▶ _TASK_
In every line of the records, look for "below", then report how many lines have it and nothing else.

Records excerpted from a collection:
↓

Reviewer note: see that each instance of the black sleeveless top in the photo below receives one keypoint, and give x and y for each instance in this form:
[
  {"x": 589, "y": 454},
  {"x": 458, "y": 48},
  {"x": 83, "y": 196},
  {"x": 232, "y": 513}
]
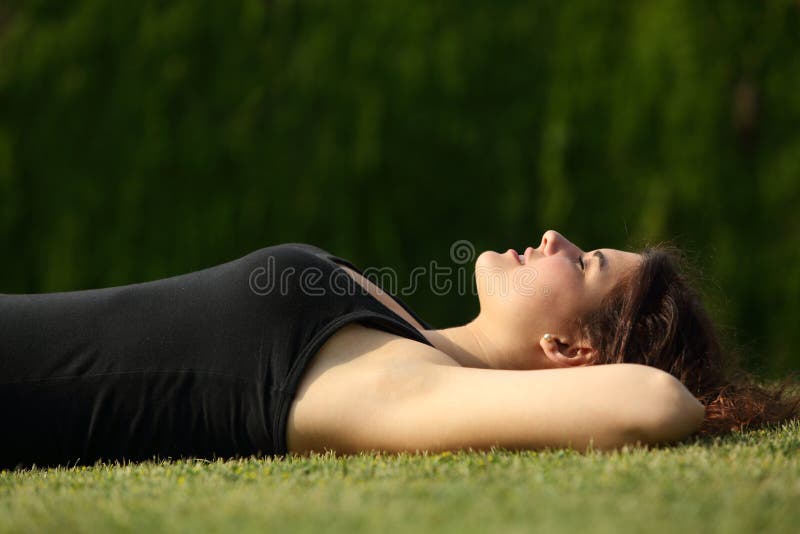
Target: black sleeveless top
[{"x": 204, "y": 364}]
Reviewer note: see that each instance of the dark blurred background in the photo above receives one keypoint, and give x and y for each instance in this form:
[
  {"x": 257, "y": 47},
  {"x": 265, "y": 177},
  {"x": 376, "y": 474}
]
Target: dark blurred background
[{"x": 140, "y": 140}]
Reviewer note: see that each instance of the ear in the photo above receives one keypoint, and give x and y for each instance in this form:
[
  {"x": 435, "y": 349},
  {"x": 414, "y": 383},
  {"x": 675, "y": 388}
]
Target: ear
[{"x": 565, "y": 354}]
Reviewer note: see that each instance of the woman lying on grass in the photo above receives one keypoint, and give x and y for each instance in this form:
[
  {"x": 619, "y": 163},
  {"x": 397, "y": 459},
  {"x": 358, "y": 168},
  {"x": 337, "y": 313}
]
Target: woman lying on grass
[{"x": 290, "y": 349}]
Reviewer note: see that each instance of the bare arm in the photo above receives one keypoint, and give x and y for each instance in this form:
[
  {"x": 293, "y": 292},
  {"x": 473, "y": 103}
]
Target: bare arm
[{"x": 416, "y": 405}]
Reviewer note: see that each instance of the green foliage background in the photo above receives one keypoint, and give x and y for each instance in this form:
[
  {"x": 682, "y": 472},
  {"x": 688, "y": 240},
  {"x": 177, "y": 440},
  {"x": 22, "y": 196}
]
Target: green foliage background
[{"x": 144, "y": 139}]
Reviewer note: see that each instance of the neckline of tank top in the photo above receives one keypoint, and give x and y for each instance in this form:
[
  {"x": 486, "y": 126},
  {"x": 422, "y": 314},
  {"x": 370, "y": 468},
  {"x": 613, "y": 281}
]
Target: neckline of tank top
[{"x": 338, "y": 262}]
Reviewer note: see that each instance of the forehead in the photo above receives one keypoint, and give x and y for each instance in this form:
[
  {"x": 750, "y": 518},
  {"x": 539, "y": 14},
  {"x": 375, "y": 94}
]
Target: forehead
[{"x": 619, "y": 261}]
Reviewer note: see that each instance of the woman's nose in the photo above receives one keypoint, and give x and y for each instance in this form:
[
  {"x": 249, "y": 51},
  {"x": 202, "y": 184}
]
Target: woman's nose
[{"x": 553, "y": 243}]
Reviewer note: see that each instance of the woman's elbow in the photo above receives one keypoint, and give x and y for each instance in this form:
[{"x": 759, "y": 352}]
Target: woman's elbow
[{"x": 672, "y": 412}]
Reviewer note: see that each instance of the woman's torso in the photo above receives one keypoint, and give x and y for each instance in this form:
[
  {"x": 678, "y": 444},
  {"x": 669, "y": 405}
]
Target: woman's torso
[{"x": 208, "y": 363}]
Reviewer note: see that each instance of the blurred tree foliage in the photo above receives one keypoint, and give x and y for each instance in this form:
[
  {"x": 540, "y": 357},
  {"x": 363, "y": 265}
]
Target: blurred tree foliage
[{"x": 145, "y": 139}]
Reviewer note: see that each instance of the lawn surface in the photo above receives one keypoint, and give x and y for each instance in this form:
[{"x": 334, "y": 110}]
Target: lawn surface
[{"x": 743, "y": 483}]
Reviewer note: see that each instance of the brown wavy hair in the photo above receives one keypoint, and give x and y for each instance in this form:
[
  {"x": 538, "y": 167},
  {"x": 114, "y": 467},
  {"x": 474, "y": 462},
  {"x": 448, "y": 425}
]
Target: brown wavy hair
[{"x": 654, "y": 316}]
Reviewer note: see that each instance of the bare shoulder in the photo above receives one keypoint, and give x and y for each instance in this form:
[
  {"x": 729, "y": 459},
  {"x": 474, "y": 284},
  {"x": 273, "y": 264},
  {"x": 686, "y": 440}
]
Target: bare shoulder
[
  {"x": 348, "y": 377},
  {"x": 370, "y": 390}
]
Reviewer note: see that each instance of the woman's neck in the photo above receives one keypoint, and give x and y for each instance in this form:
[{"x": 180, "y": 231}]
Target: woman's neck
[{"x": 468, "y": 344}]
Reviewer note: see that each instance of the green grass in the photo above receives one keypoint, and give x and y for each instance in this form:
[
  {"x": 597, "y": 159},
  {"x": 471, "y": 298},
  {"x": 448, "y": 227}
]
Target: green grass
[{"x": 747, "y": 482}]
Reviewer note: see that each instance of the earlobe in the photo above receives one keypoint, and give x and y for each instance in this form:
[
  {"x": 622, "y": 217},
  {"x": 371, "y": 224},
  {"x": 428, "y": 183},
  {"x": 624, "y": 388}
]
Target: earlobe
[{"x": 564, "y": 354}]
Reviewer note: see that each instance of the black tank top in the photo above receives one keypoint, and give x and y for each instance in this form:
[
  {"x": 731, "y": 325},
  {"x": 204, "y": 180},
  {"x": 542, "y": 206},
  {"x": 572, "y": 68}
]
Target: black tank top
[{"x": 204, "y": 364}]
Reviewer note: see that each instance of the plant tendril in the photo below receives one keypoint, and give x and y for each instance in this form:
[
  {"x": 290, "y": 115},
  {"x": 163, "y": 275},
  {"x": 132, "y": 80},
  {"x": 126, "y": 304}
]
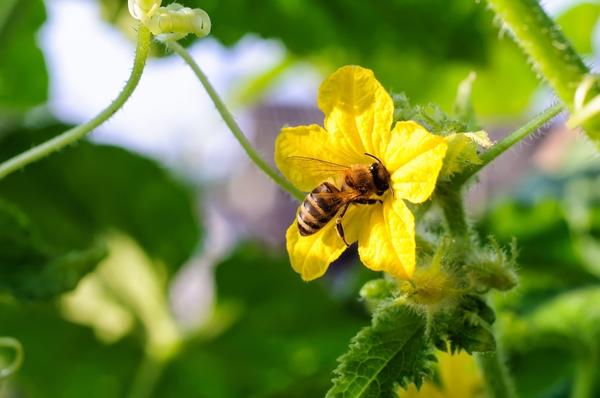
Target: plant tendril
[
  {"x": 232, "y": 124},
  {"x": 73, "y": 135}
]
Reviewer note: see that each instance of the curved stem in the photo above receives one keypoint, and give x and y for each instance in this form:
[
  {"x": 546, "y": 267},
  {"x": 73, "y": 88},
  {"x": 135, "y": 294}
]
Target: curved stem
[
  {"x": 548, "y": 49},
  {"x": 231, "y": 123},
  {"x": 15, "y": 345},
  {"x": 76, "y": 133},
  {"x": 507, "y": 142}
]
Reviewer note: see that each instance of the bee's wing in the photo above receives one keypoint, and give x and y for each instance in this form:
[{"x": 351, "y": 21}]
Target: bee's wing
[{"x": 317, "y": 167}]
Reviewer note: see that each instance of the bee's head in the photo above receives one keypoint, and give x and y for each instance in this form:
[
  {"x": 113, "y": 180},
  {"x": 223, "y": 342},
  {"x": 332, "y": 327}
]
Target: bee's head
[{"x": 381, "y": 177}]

↑
↓

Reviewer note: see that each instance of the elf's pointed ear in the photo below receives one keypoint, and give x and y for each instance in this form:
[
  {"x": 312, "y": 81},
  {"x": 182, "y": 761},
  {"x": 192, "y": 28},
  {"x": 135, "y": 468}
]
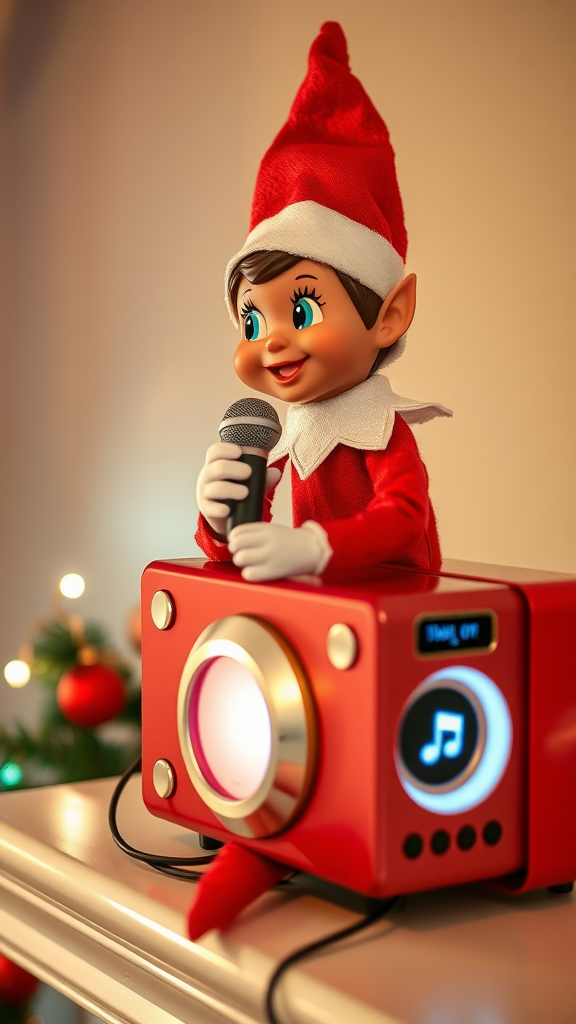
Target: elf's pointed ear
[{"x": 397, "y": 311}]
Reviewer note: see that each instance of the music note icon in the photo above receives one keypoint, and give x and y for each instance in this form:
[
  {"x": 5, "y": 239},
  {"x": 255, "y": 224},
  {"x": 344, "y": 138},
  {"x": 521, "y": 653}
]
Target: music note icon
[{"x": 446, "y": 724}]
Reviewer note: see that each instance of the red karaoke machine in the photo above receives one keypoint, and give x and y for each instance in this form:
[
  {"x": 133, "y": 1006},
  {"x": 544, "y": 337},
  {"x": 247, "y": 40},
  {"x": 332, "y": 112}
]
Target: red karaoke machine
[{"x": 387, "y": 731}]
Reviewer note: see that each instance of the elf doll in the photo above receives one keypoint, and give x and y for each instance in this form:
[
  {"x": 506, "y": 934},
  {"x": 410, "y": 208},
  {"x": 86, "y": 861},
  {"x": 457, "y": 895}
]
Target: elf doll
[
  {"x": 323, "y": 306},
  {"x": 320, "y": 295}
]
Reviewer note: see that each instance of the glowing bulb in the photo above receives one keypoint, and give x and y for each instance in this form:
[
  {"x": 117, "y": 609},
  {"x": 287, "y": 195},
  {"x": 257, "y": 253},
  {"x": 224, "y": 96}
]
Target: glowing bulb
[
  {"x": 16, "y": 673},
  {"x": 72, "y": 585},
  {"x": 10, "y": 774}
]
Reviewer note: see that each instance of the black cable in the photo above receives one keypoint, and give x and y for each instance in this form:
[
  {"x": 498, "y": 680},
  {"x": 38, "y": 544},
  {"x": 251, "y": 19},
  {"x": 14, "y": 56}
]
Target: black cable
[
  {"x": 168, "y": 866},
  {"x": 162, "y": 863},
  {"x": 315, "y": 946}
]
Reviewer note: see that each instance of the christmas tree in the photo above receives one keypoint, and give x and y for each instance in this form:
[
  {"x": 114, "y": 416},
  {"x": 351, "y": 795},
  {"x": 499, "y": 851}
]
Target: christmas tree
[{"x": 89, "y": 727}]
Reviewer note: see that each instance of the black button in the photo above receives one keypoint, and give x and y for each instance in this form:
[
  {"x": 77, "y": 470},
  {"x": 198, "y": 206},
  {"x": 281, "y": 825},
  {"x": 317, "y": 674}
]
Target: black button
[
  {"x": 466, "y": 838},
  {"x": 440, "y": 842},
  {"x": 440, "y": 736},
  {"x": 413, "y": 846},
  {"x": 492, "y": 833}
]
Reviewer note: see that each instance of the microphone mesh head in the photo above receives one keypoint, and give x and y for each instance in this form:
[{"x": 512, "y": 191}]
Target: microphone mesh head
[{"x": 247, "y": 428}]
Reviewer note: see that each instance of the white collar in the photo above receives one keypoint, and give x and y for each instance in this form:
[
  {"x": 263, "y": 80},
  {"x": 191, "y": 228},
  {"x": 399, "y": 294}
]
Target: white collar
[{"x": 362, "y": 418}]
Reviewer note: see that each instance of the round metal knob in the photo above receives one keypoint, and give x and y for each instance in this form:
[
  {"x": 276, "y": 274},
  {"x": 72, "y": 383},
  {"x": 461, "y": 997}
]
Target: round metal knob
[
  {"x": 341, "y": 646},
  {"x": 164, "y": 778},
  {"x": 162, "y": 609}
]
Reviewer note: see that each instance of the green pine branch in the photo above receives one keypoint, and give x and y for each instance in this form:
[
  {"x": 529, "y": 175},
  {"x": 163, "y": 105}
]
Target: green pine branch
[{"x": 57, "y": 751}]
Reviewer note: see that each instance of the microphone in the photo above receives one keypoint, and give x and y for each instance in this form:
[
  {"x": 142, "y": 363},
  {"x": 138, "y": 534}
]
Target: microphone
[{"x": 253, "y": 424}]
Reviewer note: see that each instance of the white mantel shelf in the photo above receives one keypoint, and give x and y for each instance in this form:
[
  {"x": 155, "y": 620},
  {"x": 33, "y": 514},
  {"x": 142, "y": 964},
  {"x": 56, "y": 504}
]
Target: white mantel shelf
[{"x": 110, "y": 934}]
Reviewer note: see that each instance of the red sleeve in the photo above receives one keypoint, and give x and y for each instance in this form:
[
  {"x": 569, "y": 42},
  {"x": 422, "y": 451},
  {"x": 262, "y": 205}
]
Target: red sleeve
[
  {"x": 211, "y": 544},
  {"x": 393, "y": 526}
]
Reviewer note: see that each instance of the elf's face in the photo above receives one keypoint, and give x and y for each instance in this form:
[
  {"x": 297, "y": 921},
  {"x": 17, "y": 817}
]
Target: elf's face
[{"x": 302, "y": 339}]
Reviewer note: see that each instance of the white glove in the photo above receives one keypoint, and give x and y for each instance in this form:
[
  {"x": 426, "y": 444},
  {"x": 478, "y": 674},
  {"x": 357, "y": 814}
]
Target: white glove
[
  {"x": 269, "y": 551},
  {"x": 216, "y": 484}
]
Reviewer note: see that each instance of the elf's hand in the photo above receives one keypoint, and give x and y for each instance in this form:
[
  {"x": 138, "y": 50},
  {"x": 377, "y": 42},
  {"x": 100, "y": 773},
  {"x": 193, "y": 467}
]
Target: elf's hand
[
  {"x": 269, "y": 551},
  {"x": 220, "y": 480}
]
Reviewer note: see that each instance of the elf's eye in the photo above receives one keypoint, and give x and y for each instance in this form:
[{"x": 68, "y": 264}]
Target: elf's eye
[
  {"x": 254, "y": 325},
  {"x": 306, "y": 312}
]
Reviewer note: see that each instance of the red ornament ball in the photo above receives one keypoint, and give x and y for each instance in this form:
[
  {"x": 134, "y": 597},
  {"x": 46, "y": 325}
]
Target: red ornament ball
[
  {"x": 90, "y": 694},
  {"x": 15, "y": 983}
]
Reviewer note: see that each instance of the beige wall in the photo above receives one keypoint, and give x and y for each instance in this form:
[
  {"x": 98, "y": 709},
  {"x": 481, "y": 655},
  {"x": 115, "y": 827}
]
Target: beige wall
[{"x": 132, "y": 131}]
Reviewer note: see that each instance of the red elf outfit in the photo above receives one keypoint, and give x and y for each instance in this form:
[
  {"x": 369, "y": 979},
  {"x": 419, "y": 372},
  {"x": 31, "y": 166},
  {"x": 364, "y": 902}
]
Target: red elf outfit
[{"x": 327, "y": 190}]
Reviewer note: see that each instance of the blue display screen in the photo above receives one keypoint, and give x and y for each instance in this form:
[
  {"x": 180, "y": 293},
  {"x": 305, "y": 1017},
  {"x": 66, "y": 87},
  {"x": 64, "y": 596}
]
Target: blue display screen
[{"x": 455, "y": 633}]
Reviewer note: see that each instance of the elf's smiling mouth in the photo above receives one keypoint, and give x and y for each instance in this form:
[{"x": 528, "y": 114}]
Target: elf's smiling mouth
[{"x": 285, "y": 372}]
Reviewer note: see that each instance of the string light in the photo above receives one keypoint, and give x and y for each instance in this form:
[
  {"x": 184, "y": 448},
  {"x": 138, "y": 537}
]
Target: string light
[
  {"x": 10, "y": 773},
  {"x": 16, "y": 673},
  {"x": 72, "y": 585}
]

↑
↓

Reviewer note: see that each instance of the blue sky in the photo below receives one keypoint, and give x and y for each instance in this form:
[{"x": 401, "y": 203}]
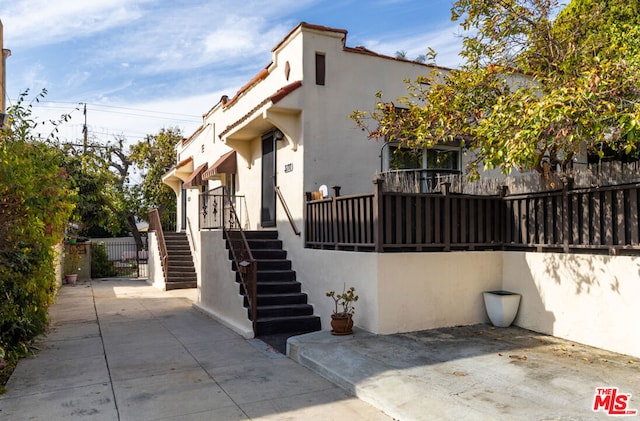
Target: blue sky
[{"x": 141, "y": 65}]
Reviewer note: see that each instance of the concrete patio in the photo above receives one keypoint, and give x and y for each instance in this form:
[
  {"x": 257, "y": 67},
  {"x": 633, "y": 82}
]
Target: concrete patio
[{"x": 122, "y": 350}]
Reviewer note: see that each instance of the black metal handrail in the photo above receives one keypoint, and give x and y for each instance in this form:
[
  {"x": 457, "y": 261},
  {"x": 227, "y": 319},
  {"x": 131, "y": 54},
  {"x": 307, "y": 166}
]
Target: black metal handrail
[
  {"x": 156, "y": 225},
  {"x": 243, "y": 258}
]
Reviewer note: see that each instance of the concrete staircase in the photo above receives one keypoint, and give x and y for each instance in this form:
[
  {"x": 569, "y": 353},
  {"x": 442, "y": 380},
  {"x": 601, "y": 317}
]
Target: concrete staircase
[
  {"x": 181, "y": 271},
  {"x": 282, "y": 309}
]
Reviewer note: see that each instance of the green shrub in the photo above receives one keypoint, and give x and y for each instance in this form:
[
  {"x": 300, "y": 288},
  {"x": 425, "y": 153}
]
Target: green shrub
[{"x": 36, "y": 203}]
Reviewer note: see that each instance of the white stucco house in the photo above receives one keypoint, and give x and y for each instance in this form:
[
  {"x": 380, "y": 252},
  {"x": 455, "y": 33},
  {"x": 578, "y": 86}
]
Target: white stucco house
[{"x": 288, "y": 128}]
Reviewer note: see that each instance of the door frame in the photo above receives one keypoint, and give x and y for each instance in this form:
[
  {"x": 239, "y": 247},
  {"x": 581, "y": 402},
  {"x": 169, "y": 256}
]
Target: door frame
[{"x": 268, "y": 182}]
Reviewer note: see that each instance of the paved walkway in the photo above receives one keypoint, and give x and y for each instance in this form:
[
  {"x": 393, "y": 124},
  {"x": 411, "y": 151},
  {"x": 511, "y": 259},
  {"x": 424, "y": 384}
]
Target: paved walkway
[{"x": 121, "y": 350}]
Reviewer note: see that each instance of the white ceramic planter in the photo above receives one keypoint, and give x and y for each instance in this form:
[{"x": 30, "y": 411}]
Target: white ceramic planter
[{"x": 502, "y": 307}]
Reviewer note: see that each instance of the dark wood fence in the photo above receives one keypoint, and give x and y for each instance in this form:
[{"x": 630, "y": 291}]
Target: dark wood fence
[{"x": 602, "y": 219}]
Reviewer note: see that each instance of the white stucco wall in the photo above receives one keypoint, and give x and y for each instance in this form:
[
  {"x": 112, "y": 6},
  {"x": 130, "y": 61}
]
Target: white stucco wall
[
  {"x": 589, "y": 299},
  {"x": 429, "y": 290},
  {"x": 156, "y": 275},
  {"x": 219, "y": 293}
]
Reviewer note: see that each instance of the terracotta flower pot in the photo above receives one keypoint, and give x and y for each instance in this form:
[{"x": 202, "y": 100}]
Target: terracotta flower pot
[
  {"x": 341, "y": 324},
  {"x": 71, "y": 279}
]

↑

▶ _RESPONSE_
4